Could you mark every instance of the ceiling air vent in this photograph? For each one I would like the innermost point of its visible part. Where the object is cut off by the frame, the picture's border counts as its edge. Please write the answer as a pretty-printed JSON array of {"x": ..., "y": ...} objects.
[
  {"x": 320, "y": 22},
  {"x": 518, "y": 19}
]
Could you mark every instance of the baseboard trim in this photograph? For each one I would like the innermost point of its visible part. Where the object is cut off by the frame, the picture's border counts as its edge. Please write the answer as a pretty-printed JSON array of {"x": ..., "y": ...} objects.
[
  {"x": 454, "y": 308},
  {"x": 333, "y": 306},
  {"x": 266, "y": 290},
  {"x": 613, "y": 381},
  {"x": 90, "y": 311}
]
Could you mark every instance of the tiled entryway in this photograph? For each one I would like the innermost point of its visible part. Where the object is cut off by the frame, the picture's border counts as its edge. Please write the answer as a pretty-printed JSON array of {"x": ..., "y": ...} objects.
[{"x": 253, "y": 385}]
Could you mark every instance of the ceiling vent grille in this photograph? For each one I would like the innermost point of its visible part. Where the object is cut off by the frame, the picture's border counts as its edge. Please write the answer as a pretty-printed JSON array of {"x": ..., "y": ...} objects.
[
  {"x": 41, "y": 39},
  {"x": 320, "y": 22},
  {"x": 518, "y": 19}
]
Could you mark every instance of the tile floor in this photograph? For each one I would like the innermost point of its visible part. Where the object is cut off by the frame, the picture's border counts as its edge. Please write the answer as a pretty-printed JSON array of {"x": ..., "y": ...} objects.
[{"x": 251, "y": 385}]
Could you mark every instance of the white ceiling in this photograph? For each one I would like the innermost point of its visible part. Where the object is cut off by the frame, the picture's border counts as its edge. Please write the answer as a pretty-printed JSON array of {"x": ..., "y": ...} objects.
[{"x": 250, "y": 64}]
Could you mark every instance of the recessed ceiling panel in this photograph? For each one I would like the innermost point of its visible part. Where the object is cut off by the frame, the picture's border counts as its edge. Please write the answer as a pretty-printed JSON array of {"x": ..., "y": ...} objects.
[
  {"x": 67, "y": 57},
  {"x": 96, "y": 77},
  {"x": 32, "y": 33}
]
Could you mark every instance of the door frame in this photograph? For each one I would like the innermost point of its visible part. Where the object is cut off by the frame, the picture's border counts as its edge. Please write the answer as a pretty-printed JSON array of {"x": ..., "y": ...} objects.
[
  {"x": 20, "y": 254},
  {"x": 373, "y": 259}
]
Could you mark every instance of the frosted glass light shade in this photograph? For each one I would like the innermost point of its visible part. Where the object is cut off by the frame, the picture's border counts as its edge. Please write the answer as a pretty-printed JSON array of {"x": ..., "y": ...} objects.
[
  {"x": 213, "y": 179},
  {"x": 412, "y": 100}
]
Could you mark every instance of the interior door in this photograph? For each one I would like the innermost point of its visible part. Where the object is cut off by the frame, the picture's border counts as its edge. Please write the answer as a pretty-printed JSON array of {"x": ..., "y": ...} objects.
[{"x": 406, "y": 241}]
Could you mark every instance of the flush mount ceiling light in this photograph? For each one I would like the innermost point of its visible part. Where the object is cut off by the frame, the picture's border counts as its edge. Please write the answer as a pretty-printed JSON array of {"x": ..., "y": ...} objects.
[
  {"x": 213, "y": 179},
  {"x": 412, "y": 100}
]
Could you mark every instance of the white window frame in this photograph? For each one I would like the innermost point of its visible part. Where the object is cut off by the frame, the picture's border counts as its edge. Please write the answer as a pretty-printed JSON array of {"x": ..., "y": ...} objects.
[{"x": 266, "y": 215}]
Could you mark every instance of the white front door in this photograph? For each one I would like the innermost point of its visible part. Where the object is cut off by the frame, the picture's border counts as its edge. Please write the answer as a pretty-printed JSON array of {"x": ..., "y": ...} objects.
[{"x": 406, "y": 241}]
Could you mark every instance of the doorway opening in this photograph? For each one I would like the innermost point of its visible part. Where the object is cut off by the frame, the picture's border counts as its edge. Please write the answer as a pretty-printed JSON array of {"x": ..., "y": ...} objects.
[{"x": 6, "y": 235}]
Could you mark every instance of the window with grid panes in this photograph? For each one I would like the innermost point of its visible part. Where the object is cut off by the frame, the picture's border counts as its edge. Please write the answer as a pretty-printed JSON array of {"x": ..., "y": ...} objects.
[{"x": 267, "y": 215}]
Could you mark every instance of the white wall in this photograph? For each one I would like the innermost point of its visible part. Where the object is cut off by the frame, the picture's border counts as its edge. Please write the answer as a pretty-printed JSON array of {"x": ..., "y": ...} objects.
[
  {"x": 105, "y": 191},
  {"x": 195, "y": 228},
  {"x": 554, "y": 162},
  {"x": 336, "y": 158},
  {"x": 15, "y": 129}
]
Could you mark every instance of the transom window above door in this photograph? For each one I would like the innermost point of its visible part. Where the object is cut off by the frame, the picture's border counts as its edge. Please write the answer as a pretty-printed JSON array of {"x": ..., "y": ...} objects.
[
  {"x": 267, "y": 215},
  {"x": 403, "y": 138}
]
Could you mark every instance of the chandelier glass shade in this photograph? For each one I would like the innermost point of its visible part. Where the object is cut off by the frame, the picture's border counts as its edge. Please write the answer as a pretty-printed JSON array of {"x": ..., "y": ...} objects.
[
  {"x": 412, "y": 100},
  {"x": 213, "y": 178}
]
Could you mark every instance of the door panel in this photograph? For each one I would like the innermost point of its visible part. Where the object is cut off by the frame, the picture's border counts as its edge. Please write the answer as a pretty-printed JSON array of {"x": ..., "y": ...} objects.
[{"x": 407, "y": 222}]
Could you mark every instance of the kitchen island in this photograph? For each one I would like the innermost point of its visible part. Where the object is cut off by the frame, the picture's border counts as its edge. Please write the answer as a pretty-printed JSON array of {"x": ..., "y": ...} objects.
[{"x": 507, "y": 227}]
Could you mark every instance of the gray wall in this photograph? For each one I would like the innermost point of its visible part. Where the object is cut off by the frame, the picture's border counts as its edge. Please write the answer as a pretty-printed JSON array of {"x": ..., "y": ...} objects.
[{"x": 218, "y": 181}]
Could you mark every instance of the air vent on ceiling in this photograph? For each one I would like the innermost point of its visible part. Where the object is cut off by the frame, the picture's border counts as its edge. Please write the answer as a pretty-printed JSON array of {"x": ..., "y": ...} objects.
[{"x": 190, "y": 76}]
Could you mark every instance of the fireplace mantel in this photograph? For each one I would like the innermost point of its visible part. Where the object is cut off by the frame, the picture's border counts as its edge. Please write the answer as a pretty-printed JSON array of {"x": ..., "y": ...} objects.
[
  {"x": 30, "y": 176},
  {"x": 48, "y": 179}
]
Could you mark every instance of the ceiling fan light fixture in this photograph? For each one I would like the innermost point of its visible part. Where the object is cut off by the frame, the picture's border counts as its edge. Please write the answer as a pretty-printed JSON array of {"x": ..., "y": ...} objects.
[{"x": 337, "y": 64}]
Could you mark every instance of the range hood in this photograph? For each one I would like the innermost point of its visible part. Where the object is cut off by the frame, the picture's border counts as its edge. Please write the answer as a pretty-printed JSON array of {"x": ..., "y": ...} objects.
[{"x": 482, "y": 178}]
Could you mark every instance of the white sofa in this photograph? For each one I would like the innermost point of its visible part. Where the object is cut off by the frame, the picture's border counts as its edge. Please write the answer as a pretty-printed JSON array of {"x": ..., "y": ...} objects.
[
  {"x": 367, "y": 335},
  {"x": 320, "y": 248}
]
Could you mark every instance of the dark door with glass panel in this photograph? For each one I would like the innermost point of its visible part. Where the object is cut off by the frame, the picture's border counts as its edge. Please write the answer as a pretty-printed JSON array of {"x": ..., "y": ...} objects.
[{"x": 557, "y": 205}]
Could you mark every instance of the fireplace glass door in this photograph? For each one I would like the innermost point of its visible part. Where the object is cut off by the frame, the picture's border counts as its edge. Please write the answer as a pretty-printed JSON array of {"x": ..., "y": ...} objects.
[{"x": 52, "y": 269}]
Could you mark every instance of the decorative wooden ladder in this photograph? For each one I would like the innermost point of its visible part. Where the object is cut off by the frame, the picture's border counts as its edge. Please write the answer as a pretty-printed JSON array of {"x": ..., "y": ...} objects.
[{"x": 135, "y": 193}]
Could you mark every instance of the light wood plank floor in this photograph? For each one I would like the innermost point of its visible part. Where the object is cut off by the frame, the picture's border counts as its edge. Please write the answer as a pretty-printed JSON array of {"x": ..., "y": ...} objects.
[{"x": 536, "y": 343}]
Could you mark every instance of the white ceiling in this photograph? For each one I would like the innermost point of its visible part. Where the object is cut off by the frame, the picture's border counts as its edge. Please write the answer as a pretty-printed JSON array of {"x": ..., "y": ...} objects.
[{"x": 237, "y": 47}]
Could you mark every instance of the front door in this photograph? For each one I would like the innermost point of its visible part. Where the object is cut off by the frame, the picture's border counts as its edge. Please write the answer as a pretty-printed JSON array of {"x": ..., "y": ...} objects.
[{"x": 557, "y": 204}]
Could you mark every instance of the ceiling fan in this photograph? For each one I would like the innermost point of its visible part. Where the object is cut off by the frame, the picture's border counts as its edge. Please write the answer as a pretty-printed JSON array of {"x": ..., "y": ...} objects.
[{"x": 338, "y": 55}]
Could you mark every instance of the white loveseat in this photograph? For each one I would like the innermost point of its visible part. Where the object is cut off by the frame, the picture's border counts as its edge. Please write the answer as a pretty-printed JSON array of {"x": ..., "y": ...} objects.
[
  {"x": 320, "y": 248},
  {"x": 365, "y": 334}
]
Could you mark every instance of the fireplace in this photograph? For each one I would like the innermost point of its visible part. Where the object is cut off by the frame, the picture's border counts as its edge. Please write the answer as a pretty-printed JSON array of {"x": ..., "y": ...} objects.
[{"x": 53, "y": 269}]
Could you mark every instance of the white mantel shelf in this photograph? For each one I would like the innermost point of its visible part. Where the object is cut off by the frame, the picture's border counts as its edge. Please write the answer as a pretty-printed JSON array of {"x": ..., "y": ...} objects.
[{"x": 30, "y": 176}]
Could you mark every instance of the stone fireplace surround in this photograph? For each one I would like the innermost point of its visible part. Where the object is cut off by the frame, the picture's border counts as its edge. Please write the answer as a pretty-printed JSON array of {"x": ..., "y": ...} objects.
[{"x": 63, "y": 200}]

> _Task item_:
An exact copy is needed of the lines from the one containing "Could you mark every instance of the stone" through the end of the records.

> _Your response_:
Could you mark every instance of the stone fireplace surround in this photograph? For each one I would like the innermost point of its visible part. Where the object is cut off by the frame, the picture's border counts as its edge. Please write the answer as a pretty-printed JSON array of {"x": ..., "y": ...} objects.
[{"x": 63, "y": 200}]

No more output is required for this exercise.